◆ Text to read:
──────────

11.1 Layout Guidelines

The LMH6550 is a very high performance amplifier. To get maximum benefit from the differential circuit architecture, board layout and component selection is very critical. The circuit board should have low a inductance ground plane and well bypassed broad supply lines. External components should be leadless surface mount types. The feedback network and output matching resistors should be composed of short traces and precision resistors (0.1%). The output matching resistors should be placed within 3-4 mm of the amplifier as should the supply bypass capacitors. The LMH730154 evaluation board is an example of good layout techniques.

The LMH6550 is sensitive to parasitic capacitances on the amplifier inputs and to a lesser extent on the outputs as well. Ground and power plane metal should be removed from beneath the amplifier and from beneath RF and RG.

With any differential signal path, symmetry is very important. Even small amounts of asymmetry will contribute to distortion and balance errors.

TI offers evaluation boards to aid in device testing and characterization and as a guide for proper layout. Generally, a good high frequency layout will keep power supply and ground traces away from the inverting input and output pins. Parasitic capacitances on these nodes to ground will cause frequency response peaking and possible circuit oscillations (see OA-15 Frequent Faux Pas in Applying Wideband Current Feedback Amplifiers, SNOA367, for more information).

──────────

◆ Given information:

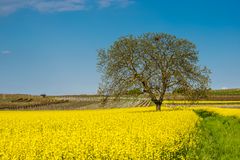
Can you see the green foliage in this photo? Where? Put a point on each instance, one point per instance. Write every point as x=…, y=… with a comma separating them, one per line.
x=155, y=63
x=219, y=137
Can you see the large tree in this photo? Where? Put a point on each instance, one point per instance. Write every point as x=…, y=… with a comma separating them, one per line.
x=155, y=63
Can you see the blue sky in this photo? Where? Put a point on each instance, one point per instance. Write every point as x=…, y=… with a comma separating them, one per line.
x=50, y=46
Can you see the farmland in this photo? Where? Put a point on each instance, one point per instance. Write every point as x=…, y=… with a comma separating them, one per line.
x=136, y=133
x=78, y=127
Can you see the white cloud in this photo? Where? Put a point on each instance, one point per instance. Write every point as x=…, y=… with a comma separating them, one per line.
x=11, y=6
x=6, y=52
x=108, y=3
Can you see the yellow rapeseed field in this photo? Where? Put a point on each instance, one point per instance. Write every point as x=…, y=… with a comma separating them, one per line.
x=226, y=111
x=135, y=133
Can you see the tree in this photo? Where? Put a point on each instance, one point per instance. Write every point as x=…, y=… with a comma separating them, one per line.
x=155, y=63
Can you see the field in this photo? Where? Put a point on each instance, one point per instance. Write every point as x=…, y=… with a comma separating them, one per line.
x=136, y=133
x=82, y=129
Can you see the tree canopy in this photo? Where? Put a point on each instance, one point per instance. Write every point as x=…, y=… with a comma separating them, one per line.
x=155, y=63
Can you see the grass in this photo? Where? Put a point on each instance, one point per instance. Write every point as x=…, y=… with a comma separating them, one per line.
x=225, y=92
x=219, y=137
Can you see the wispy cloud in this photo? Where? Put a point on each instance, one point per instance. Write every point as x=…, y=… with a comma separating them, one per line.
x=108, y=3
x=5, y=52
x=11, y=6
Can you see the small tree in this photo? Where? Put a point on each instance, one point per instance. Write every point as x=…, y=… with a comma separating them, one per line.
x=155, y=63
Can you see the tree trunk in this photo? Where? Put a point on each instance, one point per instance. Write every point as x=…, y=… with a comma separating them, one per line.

──────────

◆ Given instruction: Summarize the layout guidelines in two sentences. The records can be set aside for this work.

◆ Exercise answer: To get the most from the LMH6550's differential architecture, the board needs a low-inductance ground plane, well-bypassed supply lines, leadless surface-mount parts, short traces with 0.1% precision resistors, and output matching resistors and supply bypass capacitors within 3-4 mm of the amplifier. Because the amplifier is sensitive to parasitic capacitance, ground and power plane metal should be removed from beneath it and from beneath RF and RG, the signal path should be kept symmetric to limit distortion and balance errors, and supply and ground traces should stay away from the inverting input and output pins to prevent frequency response peaking and possible oscillation.